Give the lines of the records as a JSON list of strings, one string per line and with blank lines left out, starting at the line that contains "Might I trouble you for the coordinates of the orange" and ending at the last line of the records.

[Stored entries]
------------------------------------------------------------------------

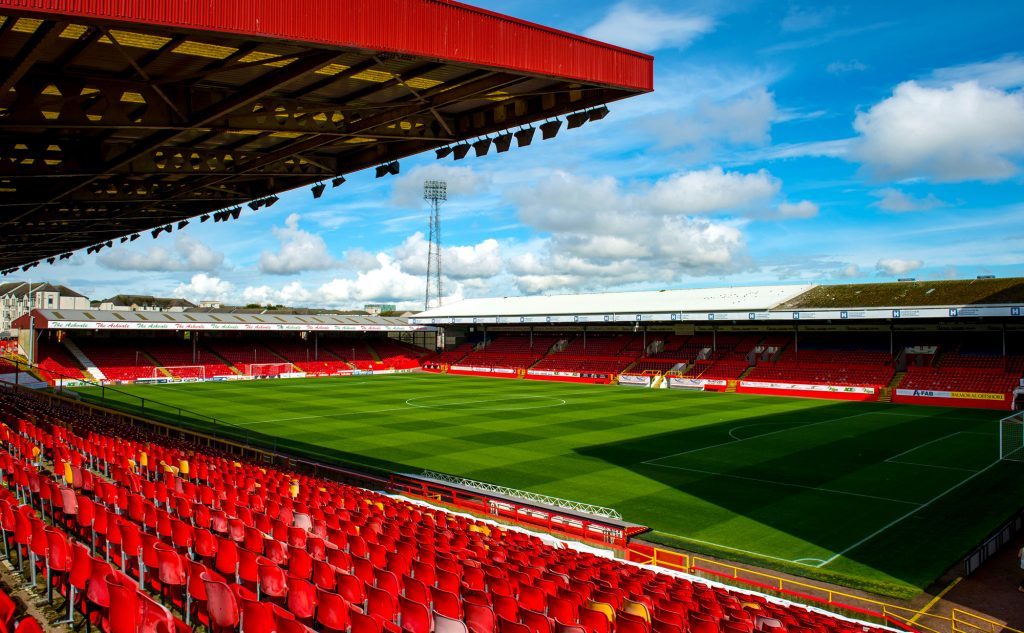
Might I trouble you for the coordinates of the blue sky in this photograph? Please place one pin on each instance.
(784, 141)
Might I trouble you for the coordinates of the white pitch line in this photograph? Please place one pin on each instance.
(782, 430)
(900, 518)
(773, 482)
(922, 446)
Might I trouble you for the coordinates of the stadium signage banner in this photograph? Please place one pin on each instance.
(786, 386)
(694, 383)
(961, 395)
(944, 312)
(247, 327)
(634, 380)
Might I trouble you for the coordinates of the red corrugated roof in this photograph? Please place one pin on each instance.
(438, 29)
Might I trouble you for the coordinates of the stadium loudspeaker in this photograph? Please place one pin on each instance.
(550, 129)
(577, 119)
(481, 146)
(503, 142)
(525, 136)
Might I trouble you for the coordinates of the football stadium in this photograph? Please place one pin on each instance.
(767, 457)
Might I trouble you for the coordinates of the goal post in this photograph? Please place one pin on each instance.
(268, 369)
(180, 371)
(1012, 437)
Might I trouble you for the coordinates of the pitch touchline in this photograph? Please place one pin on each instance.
(782, 430)
(900, 518)
(773, 482)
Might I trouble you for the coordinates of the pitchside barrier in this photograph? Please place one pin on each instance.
(960, 621)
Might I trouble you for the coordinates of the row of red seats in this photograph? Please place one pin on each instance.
(292, 549)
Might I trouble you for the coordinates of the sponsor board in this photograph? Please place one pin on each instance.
(633, 380)
(694, 383)
(963, 395)
(787, 386)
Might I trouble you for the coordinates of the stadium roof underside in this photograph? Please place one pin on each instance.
(938, 299)
(157, 322)
(121, 117)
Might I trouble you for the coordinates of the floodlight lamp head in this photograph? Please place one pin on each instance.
(524, 136)
(550, 129)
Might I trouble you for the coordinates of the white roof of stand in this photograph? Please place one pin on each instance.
(741, 298)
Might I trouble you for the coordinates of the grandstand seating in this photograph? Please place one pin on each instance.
(223, 541)
(171, 352)
(54, 362)
(511, 351)
(121, 360)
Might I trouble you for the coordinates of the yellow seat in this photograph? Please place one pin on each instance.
(636, 608)
(601, 607)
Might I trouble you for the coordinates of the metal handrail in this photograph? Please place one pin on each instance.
(564, 504)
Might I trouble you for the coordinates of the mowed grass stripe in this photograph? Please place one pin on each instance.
(594, 447)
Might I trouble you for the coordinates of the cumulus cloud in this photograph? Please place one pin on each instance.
(964, 131)
(895, 266)
(648, 29)
(900, 202)
(186, 254)
(300, 251)
(386, 283)
(408, 190)
(743, 119)
(1007, 72)
(461, 262)
(203, 287)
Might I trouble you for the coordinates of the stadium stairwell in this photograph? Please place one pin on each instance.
(89, 366)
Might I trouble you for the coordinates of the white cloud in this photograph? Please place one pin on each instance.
(842, 68)
(187, 254)
(461, 262)
(204, 287)
(743, 119)
(900, 202)
(802, 209)
(895, 266)
(300, 251)
(961, 132)
(464, 181)
(386, 283)
(648, 29)
(1007, 72)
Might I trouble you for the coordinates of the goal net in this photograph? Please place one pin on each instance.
(184, 372)
(268, 369)
(1012, 437)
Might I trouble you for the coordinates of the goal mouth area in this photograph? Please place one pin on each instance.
(268, 369)
(1012, 437)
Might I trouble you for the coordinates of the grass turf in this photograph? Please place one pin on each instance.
(875, 497)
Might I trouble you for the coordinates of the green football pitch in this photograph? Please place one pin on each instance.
(879, 497)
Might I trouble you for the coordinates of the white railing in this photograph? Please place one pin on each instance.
(564, 504)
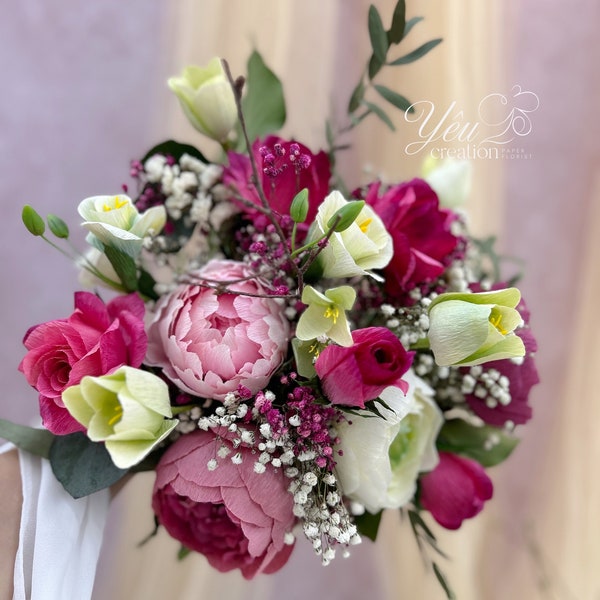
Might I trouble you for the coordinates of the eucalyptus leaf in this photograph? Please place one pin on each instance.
(368, 524)
(174, 149)
(394, 98)
(416, 54)
(380, 113)
(32, 220)
(124, 267)
(377, 34)
(487, 445)
(263, 104)
(82, 466)
(374, 66)
(397, 30)
(32, 440)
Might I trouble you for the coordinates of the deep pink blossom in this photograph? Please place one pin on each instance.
(95, 340)
(420, 229)
(356, 374)
(237, 518)
(455, 490)
(209, 343)
(282, 179)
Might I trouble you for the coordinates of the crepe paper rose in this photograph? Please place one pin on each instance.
(355, 374)
(207, 99)
(420, 230)
(455, 490)
(382, 457)
(208, 343)
(237, 518)
(363, 246)
(450, 179)
(285, 168)
(94, 340)
(326, 314)
(473, 328)
(126, 410)
(114, 221)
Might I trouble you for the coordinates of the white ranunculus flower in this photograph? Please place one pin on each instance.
(115, 221)
(363, 246)
(382, 457)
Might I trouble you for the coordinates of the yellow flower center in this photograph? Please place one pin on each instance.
(496, 321)
(118, 409)
(117, 204)
(332, 312)
(365, 225)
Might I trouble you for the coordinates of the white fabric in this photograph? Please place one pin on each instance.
(60, 537)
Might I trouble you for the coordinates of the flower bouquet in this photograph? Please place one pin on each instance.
(290, 357)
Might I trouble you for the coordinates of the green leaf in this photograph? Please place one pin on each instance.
(380, 113)
(377, 34)
(347, 215)
(263, 104)
(32, 220)
(82, 466)
(416, 54)
(124, 267)
(368, 524)
(34, 441)
(410, 24)
(394, 98)
(474, 442)
(174, 149)
(374, 66)
(299, 206)
(357, 96)
(443, 582)
(396, 31)
(146, 285)
(58, 227)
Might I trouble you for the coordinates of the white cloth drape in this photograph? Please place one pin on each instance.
(59, 539)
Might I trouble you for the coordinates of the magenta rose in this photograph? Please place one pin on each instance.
(455, 490)
(285, 168)
(209, 343)
(95, 340)
(356, 374)
(420, 229)
(237, 518)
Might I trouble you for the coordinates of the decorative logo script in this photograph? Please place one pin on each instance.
(501, 121)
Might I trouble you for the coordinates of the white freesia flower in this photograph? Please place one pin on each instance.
(363, 246)
(207, 99)
(450, 179)
(114, 221)
(382, 457)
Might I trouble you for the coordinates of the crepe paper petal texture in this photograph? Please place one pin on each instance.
(126, 410)
(473, 328)
(207, 99)
(233, 516)
(326, 314)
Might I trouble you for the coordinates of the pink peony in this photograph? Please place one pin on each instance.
(234, 516)
(281, 178)
(423, 243)
(210, 343)
(356, 374)
(455, 490)
(95, 340)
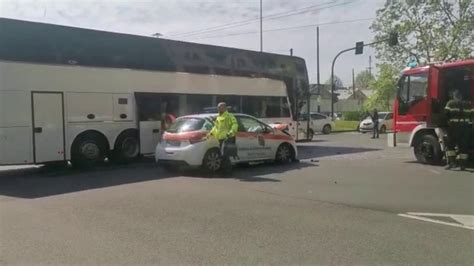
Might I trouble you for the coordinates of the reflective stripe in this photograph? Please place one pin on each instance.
(459, 120)
(450, 153)
(452, 109)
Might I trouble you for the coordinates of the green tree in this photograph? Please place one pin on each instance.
(364, 79)
(429, 30)
(384, 88)
(337, 82)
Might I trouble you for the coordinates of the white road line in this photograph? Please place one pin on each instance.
(409, 215)
(462, 218)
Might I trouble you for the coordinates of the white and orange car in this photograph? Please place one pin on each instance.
(186, 143)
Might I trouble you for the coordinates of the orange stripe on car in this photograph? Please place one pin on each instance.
(184, 135)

------------------------------------------------------------------------

TASK OUTPUT ▸
[
  "Might I trouble you for the coordinates of the orange stripe on car in this photograph? Please place one pin on each instance.",
  "(184, 135)"
]